## WHAT YOU HAVE TO DO
Leave every picture out and write out the records below exactly.

Image location labeling entries:
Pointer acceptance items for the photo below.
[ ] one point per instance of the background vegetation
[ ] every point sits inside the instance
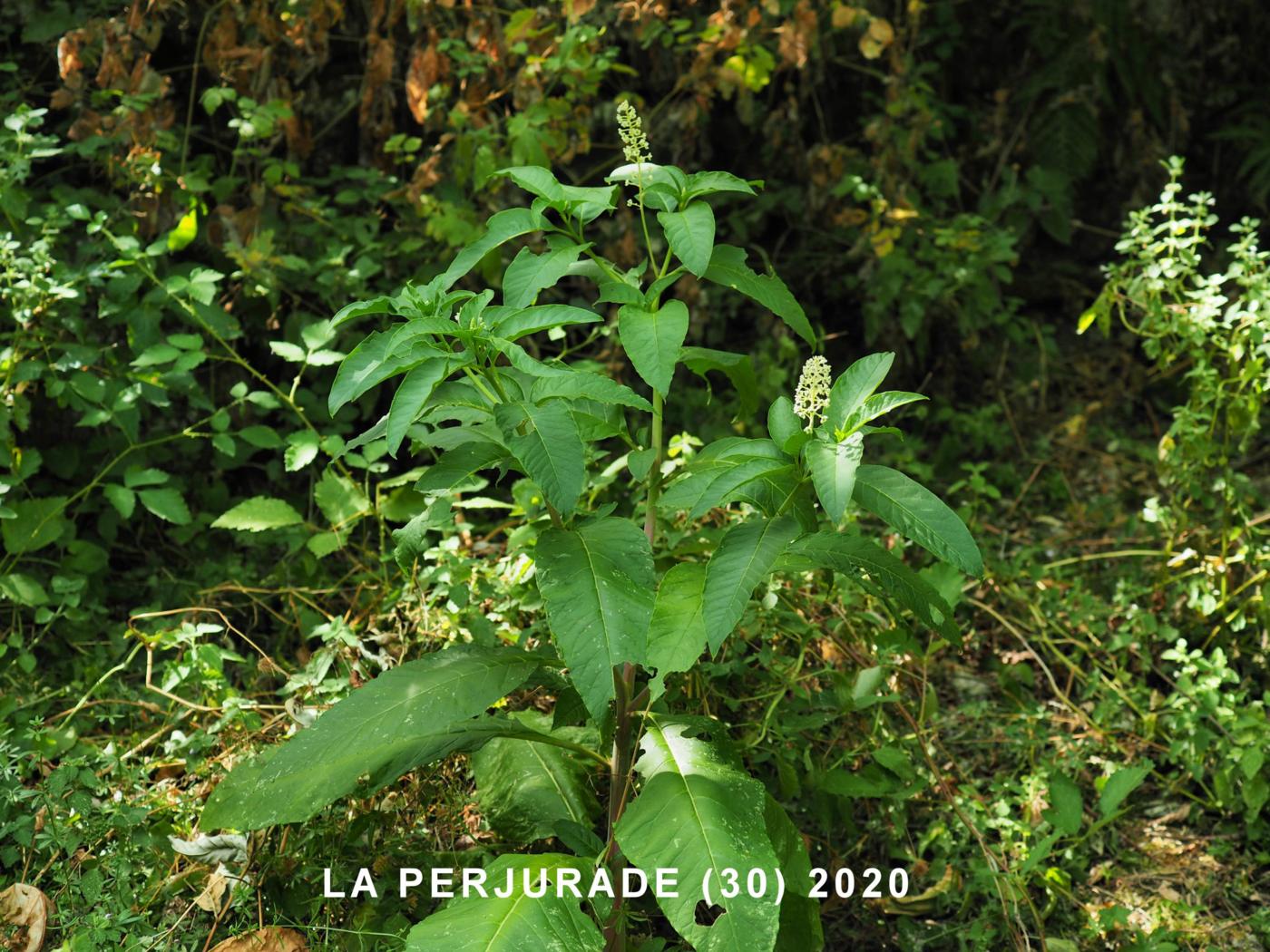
(190, 190)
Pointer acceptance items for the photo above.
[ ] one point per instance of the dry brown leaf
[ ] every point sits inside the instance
(273, 938)
(879, 35)
(23, 918)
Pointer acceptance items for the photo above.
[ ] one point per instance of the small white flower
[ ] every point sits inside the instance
(812, 393)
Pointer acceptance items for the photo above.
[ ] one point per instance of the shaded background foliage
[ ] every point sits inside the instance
(190, 189)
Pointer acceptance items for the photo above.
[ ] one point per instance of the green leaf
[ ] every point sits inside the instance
(23, 589)
(501, 228)
(517, 923)
(1120, 784)
(651, 339)
(746, 555)
(35, 523)
(853, 555)
(597, 583)
(854, 386)
(549, 450)
(184, 232)
(529, 273)
(677, 630)
(167, 504)
(834, 472)
(1066, 810)
(258, 514)
(122, 498)
(340, 499)
(878, 405)
(737, 367)
(698, 814)
(708, 183)
(577, 384)
(800, 914)
(917, 513)
(412, 396)
(513, 325)
(524, 787)
(381, 355)
(459, 465)
(301, 450)
(405, 717)
(785, 427)
(728, 268)
(689, 234)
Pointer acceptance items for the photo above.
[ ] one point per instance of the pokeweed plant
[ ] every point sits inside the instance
(624, 611)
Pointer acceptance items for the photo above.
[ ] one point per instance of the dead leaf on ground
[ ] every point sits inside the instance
(275, 938)
(23, 918)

## FINAL RESULT
Pointer acceptance items for the photo below.
[ ] one point per instance of the background vegetation
[ ] every point sits inside the instance
(190, 190)
Pointer acceptance items for the photo above.
[ ] one point per instance of the dry brown leaf
[ ] every point sits inside the instance
(273, 938)
(879, 35)
(23, 918)
Pointer acceptance items for the photo above.
[ ] one point per instance of the small white flower
[ ] every point sits inside the instance
(812, 393)
Pointer acceptance items for the photo above.
[ ] one point per instance of the shaded background foliage
[ ] every point sits inside the instance
(190, 189)
Pointer acceptance items for the photo above.
[ ] one point per instance of the green leaf
[ ] every point sits inside the instance
(23, 589)
(501, 228)
(517, 923)
(1120, 784)
(651, 339)
(746, 555)
(35, 523)
(853, 555)
(597, 583)
(854, 386)
(549, 450)
(184, 232)
(529, 273)
(677, 630)
(167, 504)
(834, 472)
(1066, 810)
(258, 514)
(122, 498)
(340, 499)
(878, 405)
(737, 367)
(698, 814)
(708, 183)
(577, 384)
(800, 914)
(917, 513)
(412, 396)
(513, 325)
(524, 787)
(381, 355)
(459, 465)
(301, 450)
(405, 717)
(785, 427)
(728, 268)
(689, 234)
Pointer acceptance items for the photo above.
[ ] one point per instance of the pokeweed plant
[ ] every point sits inside the instance
(624, 611)
Pointer acceptance items for the photo above.
[ ] one point per instance of the dead leaf on ground
[ ] every point sits inside the instance
(275, 938)
(23, 918)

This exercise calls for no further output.